**DATA FOR THIS EXERCISE:**
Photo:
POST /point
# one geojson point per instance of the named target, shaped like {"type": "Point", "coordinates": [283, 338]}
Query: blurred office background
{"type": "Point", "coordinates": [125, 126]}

**INSTRUCTION:** Write the material out again in its entirety, exactly as shown.

**ANSWER FOR THIS EXERCISE:**
Photo:
POST /point
# one geojson point per instance of the named target, shaped like {"type": "Point", "coordinates": [283, 338]}
Query: blurred office background
{"type": "Point", "coordinates": [125, 126]}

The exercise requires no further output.